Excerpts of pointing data
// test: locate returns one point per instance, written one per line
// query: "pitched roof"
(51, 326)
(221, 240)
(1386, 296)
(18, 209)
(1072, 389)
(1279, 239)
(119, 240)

TO DO ->
Rewrite every line of the data above, requests included, adding 24 to each coordinate value in the answers.

SOLUTION FOR THIS EXERCISE ->
// test: locate returns one point per instance, written one per line
// query: "pitched roof"
(75, 350)
(245, 264)
(1410, 320)
(42, 233)
(1096, 413)
(1303, 263)
(143, 264)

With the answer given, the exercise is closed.